■ What you should do
All lines from the one with "Could you indicate the brown" to the end need to be copied exactly, with nothing before them.

◆ ◆ ◆ ◆

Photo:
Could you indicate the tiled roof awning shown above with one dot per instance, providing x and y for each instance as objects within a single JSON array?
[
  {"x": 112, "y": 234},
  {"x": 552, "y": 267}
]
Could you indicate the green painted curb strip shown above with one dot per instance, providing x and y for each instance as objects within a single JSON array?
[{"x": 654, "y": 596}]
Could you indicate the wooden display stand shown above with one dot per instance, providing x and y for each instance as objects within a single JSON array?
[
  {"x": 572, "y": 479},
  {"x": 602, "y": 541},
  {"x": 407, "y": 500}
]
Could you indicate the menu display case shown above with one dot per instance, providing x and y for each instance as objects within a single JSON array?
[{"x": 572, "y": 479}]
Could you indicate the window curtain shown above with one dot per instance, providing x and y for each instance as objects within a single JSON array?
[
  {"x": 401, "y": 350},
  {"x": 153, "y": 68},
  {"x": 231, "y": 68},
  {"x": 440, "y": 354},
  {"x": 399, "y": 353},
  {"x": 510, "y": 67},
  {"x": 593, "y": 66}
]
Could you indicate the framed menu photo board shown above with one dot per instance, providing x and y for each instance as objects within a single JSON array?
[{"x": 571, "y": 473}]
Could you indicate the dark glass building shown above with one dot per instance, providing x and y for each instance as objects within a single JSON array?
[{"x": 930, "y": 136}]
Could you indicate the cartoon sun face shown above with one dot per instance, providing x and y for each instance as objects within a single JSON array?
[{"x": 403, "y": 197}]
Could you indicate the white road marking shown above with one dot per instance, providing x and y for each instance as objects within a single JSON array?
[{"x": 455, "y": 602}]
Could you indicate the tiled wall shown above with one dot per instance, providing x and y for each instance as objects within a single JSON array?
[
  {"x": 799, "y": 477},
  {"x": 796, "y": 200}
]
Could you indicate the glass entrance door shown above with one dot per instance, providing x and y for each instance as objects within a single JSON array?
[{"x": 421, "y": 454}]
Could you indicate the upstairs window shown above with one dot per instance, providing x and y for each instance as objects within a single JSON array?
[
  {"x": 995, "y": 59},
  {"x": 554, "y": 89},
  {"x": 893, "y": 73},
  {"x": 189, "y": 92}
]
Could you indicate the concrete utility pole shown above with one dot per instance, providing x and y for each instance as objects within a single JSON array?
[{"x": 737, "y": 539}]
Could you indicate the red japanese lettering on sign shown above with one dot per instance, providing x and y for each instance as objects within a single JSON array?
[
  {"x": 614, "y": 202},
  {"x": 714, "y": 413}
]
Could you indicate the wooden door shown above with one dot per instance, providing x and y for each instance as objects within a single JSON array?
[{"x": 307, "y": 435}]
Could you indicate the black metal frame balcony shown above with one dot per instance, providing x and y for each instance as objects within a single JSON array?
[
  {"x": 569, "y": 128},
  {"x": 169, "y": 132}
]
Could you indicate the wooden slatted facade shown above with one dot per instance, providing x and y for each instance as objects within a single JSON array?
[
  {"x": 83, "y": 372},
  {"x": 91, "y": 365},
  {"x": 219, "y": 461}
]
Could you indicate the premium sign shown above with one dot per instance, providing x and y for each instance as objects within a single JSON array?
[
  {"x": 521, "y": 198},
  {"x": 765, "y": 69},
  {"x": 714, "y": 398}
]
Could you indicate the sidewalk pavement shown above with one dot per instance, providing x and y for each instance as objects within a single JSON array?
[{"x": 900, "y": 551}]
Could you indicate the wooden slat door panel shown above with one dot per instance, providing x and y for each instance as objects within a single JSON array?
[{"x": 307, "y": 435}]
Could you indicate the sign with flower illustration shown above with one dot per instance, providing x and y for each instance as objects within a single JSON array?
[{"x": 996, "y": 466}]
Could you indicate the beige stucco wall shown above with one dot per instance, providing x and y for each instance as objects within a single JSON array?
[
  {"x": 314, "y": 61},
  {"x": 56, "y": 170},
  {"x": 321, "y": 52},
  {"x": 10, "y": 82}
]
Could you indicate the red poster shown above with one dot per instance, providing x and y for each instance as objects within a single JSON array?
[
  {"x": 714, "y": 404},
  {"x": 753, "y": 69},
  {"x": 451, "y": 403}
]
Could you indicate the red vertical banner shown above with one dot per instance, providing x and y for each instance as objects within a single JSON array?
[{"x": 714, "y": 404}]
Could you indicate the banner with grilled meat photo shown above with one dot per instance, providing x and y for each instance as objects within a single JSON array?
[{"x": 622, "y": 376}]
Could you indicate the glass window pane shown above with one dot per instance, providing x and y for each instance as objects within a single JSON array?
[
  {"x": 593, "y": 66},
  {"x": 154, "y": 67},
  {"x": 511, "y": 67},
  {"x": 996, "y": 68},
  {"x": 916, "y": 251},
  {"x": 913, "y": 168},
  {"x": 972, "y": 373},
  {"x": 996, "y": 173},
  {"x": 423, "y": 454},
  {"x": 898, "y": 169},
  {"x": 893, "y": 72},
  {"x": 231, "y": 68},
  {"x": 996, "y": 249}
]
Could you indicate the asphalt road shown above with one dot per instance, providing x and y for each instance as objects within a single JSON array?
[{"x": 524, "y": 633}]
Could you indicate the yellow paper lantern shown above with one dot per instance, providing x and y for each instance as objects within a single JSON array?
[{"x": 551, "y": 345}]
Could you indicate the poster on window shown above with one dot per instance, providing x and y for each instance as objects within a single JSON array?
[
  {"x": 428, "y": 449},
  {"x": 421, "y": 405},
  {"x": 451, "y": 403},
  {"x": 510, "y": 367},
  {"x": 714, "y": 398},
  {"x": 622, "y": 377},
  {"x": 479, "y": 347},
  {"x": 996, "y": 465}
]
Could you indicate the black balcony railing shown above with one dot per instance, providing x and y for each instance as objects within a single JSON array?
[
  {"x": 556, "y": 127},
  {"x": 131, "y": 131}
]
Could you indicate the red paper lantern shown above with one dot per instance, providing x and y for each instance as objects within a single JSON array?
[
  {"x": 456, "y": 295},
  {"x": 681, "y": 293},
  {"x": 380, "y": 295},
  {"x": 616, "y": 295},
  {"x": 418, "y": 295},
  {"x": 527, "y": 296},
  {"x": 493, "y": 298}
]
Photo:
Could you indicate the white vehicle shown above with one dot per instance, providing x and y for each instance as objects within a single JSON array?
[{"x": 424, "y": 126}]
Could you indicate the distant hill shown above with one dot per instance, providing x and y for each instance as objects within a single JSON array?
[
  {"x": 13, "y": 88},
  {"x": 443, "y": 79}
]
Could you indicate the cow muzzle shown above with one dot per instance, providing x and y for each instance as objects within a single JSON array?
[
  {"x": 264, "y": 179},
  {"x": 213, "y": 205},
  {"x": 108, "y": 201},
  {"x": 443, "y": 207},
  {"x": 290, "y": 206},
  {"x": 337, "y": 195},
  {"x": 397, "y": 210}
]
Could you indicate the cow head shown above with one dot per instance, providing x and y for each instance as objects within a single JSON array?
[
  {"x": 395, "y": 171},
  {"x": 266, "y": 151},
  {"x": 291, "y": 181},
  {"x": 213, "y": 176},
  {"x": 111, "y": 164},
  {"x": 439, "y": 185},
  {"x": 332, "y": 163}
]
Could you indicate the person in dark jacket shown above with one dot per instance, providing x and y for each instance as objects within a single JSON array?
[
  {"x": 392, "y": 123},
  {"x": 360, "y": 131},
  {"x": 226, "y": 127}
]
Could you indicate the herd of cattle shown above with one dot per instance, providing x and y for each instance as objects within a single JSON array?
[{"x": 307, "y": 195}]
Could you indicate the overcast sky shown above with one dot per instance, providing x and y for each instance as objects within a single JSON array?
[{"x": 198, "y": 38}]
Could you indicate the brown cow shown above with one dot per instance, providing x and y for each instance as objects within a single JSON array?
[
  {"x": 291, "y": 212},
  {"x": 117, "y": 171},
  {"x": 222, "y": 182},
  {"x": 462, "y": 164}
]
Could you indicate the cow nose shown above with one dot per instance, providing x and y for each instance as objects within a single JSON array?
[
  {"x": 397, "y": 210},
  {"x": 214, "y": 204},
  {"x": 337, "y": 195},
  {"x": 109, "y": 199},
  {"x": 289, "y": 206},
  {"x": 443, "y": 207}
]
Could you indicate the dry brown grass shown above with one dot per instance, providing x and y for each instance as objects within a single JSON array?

◆ ◆ ◆ ◆

■ Task solution
Could you indicate the brown cow shown above with one dot per instance, providing x and y for each instance as objects within a single JSON array?
[
  {"x": 291, "y": 212},
  {"x": 117, "y": 171},
  {"x": 222, "y": 182},
  {"x": 462, "y": 164}
]
Could you indicate the cow nose shown above with one dot per instance, providing x and y for each instance as objects within a single JSON array?
[
  {"x": 397, "y": 210},
  {"x": 214, "y": 204},
  {"x": 337, "y": 195},
  {"x": 109, "y": 199},
  {"x": 289, "y": 206},
  {"x": 443, "y": 207}
]
Could you indicate the dry brown grass shown above with one dot per instance, providing x and y for each instance as objects within a single JSON array?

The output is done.